*What needs to be done*. Return all lines of the records that contain the word "dark".

[Source data]
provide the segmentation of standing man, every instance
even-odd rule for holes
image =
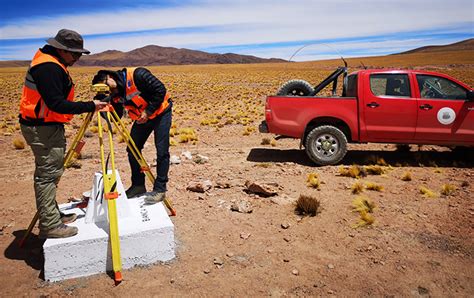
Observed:
[[[100,70],[92,84],[104,83],[110,87],[112,105],[119,117],[123,108],[134,123],[130,132],[140,152],[153,132],[156,147],[157,177],[153,191],[146,193],[145,174],[130,149],[128,160],[132,172],[132,185],[126,191],[132,198],[146,193],[145,202],[155,204],[164,200],[170,163],[169,139],[172,101],[163,83],[143,67],[124,68],[119,71]]]
[[[77,234],[67,226],[75,214],[65,215],[56,202],[56,188],[63,174],[66,138],[64,123],[73,114],[105,107],[100,101],[74,102],[74,83],[68,66],[82,54],[84,41],[79,33],[61,29],[39,49],[26,73],[20,101],[21,132],[35,156],[34,188],[39,212],[40,238],[65,238]]]

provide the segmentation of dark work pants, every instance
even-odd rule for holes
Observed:
[[[171,128],[172,103],[168,108],[143,124],[134,122],[130,131],[135,145],[140,152],[143,149],[151,132],[154,132],[156,147],[156,180],[153,191],[165,192],[168,182],[168,170],[170,168],[170,128]],[[132,185],[145,185],[145,174],[140,170],[140,164],[135,159],[130,149],[127,148],[128,161],[132,170]]]

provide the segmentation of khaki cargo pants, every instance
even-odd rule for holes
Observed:
[[[35,156],[34,187],[40,230],[61,224],[56,203],[56,188],[63,174],[66,138],[63,125],[26,126],[21,132]]]

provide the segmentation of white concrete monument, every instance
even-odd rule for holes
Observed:
[[[143,197],[127,199],[117,174],[117,217],[122,269],[170,261],[175,257],[174,225],[163,203],[145,205]],[[59,205],[62,212],[76,213],[69,224],[79,233],[44,243],[44,277],[47,281],[89,276],[112,271],[107,202],[103,199],[102,174],[96,173],[87,208],[77,203]],[[123,273],[124,275],[126,273]]]

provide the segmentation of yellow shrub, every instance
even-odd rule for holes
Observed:
[[[425,197],[427,197],[427,198],[436,198],[437,197],[437,194],[434,191],[432,191],[431,189],[429,189],[425,186],[420,187],[420,193],[422,195],[424,195]]]
[[[400,179],[402,179],[403,181],[411,181],[411,173],[405,172]]]
[[[451,185],[451,184],[444,184],[441,187],[441,194],[445,196],[452,195],[456,191],[456,186]]]
[[[25,149],[25,142],[20,138],[15,138],[13,140],[13,147],[17,150]]]

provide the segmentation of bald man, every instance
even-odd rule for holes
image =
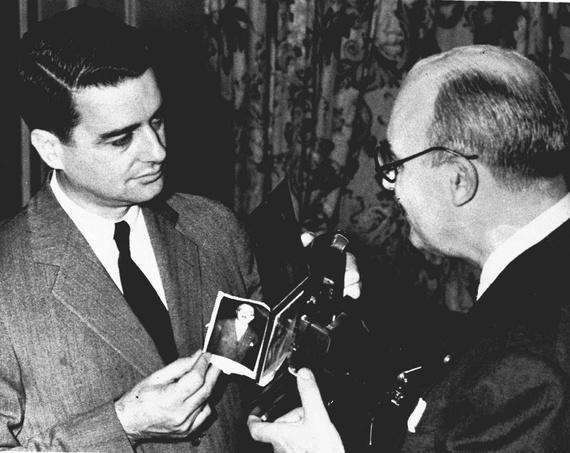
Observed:
[[[514,51],[455,48],[411,69],[388,141],[376,170],[411,242],[481,267],[401,451],[570,451],[568,123],[554,88]],[[303,407],[275,423],[250,416],[253,437],[343,451],[312,374],[298,386]]]

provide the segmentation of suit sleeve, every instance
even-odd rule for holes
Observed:
[[[35,433],[25,443],[21,442],[19,433],[25,415],[25,379],[4,326],[0,323],[0,449],[132,451],[113,401],[82,414],[70,415],[66,421]]]
[[[570,451],[570,387],[560,368],[519,352],[471,371],[445,411],[441,451]]]

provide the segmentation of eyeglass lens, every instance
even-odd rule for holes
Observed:
[[[376,165],[376,181],[379,185],[386,190],[393,190],[394,183],[396,182],[397,169],[380,170],[384,165],[394,161],[394,155],[390,149],[390,144],[387,140],[383,140],[378,144],[377,153],[375,157]]]

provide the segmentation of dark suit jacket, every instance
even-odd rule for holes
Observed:
[[[212,331],[212,339],[208,351],[212,354],[222,355],[236,362],[243,363],[249,368],[252,368],[251,363],[244,363],[246,354],[257,346],[257,334],[247,326],[247,329],[238,340],[236,334],[236,320],[235,319],[221,319],[214,326]]]
[[[403,451],[570,451],[570,221],[507,266],[462,331]]]
[[[258,296],[254,260],[219,204],[174,195],[143,213],[178,352],[187,356],[202,347],[218,290]],[[0,446],[131,451],[113,402],[164,365],[48,187],[0,228],[0,251]],[[198,447],[149,442],[137,450],[235,451],[237,389],[216,408]]]

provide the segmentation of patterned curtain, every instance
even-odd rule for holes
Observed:
[[[490,43],[547,69],[568,103],[563,3],[435,0],[205,0],[210,62],[233,105],[236,212],[288,175],[304,228],[340,228],[425,297],[456,311],[477,271],[416,251],[373,155],[402,78],[419,58]],[[375,264],[374,264],[375,263]]]

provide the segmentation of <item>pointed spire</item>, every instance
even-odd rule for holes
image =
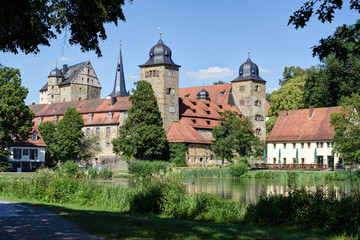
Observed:
[[[112,91],[112,93],[110,93],[109,96],[110,97],[129,96],[128,92],[126,91],[126,86],[125,86],[124,69],[123,69],[123,62],[122,62],[122,55],[121,55],[121,42],[120,42],[119,58],[118,58],[117,66],[116,66],[114,90]]]

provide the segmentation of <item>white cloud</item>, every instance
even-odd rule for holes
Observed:
[[[57,60],[59,62],[72,62],[72,61],[75,61],[75,59],[72,59],[72,58],[69,58],[69,57],[64,57],[64,56],[59,57]]]
[[[267,88],[266,93],[272,93],[273,91],[278,90],[277,88]]]
[[[138,76],[138,75],[136,75],[135,73],[127,73],[126,74],[126,78],[128,78],[128,79],[140,79],[140,77]]]
[[[194,78],[196,80],[221,80],[227,77],[233,77],[234,71],[228,68],[209,67],[208,69],[200,69],[197,72],[186,72],[185,77]]]
[[[272,71],[267,70],[265,68],[259,68],[259,72],[263,74],[274,74]]]

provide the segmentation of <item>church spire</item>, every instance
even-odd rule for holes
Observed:
[[[119,58],[116,66],[116,75],[115,75],[115,84],[114,90],[109,95],[110,97],[125,97],[129,96],[128,92],[126,91],[125,86],[125,77],[124,77],[124,69],[123,69],[123,62],[121,56],[121,43],[120,43],[120,53]]]

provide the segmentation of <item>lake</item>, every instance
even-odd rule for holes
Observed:
[[[225,199],[233,199],[241,202],[257,202],[263,193],[286,194],[287,182],[285,180],[268,179],[231,179],[231,178],[184,178],[181,180],[187,193],[214,193]],[[109,182],[121,184],[126,187],[134,187],[131,178],[114,178],[113,180],[100,180],[100,182]],[[354,188],[359,188],[359,182],[332,181],[327,182],[298,182],[298,187],[306,186],[311,191],[316,191],[317,187],[323,187],[325,190],[334,190],[338,197],[349,193]]]

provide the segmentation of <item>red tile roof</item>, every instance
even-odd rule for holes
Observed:
[[[29,106],[36,117],[64,115],[69,107],[76,108],[79,113],[114,112],[128,110],[131,107],[131,102],[129,97],[117,97],[114,105],[111,104],[111,99],[102,98]]]
[[[282,111],[266,141],[331,140],[335,132],[330,126],[330,115],[340,112],[340,108],[314,108],[311,118],[309,109]]]
[[[200,92],[202,88],[202,86],[180,88],[179,97],[182,99],[196,99],[198,92]],[[231,83],[205,86],[205,90],[209,92],[210,101],[216,103],[229,103]]]
[[[268,100],[265,100],[265,116],[268,115],[268,111],[270,109],[270,103],[268,102]]]
[[[181,122],[173,122],[166,134],[166,137],[168,142],[213,144],[190,125],[186,125]]]
[[[29,137],[29,139],[27,141],[15,141],[14,145],[15,146],[24,146],[24,147],[45,147],[46,144],[43,140],[43,138],[41,137],[41,134],[39,132],[39,130],[37,129],[37,124],[35,124],[34,122],[34,126],[31,130],[31,134],[36,131],[38,133],[38,140],[37,141],[33,141],[31,138],[31,135]]]

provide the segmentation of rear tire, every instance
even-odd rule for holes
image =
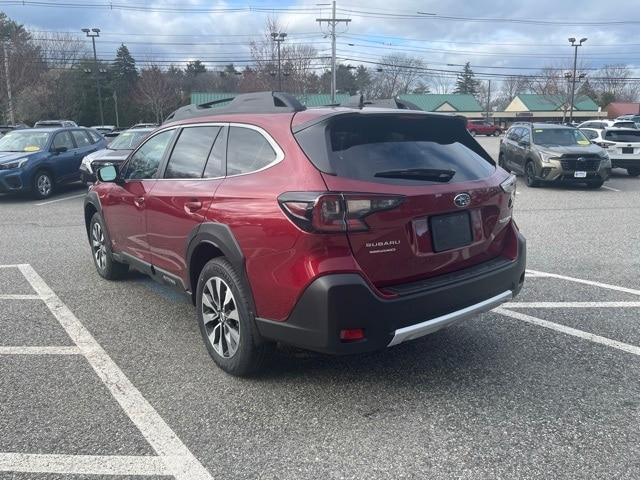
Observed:
[[[507,169],[504,164],[504,153],[498,155],[498,166],[504,168],[505,170]]]
[[[524,173],[527,181],[527,187],[536,188],[540,186],[540,181],[536,180],[536,168],[531,160],[529,160],[525,165]]]
[[[33,176],[31,191],[35,198],[42,200],[51,196],[54,186],[53,176],[46,170],[38,170]]]
[[[104,228],[102,216],[96,212],[89,223],[91,256],[98,275],[106,280],[119,280],[129,271],[129,266],[116,261],[111,251],[111,242]]]
[[[587,183],[587,188],[591,188],[593,190],[599,189],[602,185],[604,185],[604,180],[596,180],[595,182]]]
[[[627,173],[630,177],[638,177],[640,176],[640,167],[627,168]]]
[[[494,137],[499,137],[500,136],[500,130],[496,130],[495,132],[493,132],[493,136]]]
[[[471,130],[469,133],[471,134],[472,137],[476,136],[476,131],[475,130]]]
[[[271,345],[260,338],[249,293],[225,258],[210,260],[200,272],[196,308],[202,339],[218,367],[239,377],[262,367]]]

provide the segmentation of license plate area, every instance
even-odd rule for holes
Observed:
[[[471,217],[468,211],[438,215],[429,219],[434,252],[443,252],[471,244]]]
[[[587,178],[587,172],[573,172],[574,178]]]
[[[633,147],[622,147],[622,153],[631,153],[631,154],[633,154]]]

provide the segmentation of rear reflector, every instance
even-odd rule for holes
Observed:
[[[340,340],[343,342],[356,342],[364,339],[363,328],[349,328],[347,330],[340,330]]]

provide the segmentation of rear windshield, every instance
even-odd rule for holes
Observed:
[[[577,128],[534,128],[533,143],[536,145],[574,147],[591,142]]]
[[[625,130],[623,132],[607,130],[604,138],[612,142],[640,142],[640,130]]]
[[[625,122],[615,122],[613,126],[617,128],[636,128],[636,124],[632,120]]]
[[[340,115],[296,133],[313,164],[340,177],[396,185],[479,180],[491,157],[455,117]]]

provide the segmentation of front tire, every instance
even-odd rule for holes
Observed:
[[[493,136],[494,137],[499,137],[500,136],[500,130],[496,130],[495,132],[493,132]]]
[[[593,190],[597,190],[602,185],[604,185],[604,180],[596,180],[594,182],[587,183],[587,188],[592,188]]]
[[[536,180],[536,168],[531,160],[525,165],[524,172],[528,187],[535,188],[540,186],[540,182]]]
[[[640,167],[627,168],[627,173],[630,177],[638,177],[640,176]]]
[[[476,131],[475,130],[471,130],[469,133],[471,134],[472,137],[476,136]]]
[[[42,200],[51,196],[54,186],[53,176],[46,170],[39,170],[33,177],[31,190],[35,198]]]
[[[106,280],[118,280],[129,271],[129,266],[113,258],[109,238],[104,228],[104,221],[99,213],[94,213],[89,223],[89,242],[91,256],[98,274]]]
[[[268,348],[257,332],[250,305],[249,293],[231,263],[214,258],[204,266],[196,291],[200,333],[216,365],[239,377],[260,369]]]

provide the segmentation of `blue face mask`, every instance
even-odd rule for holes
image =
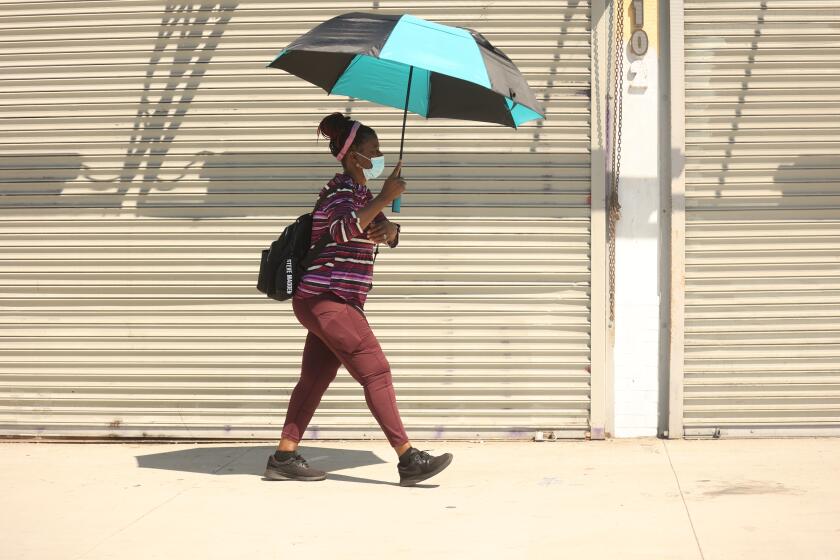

*Task solution*.
provide the segmentation of dark work pants, every instance
provide the segmentation of dark suit jacket, every instance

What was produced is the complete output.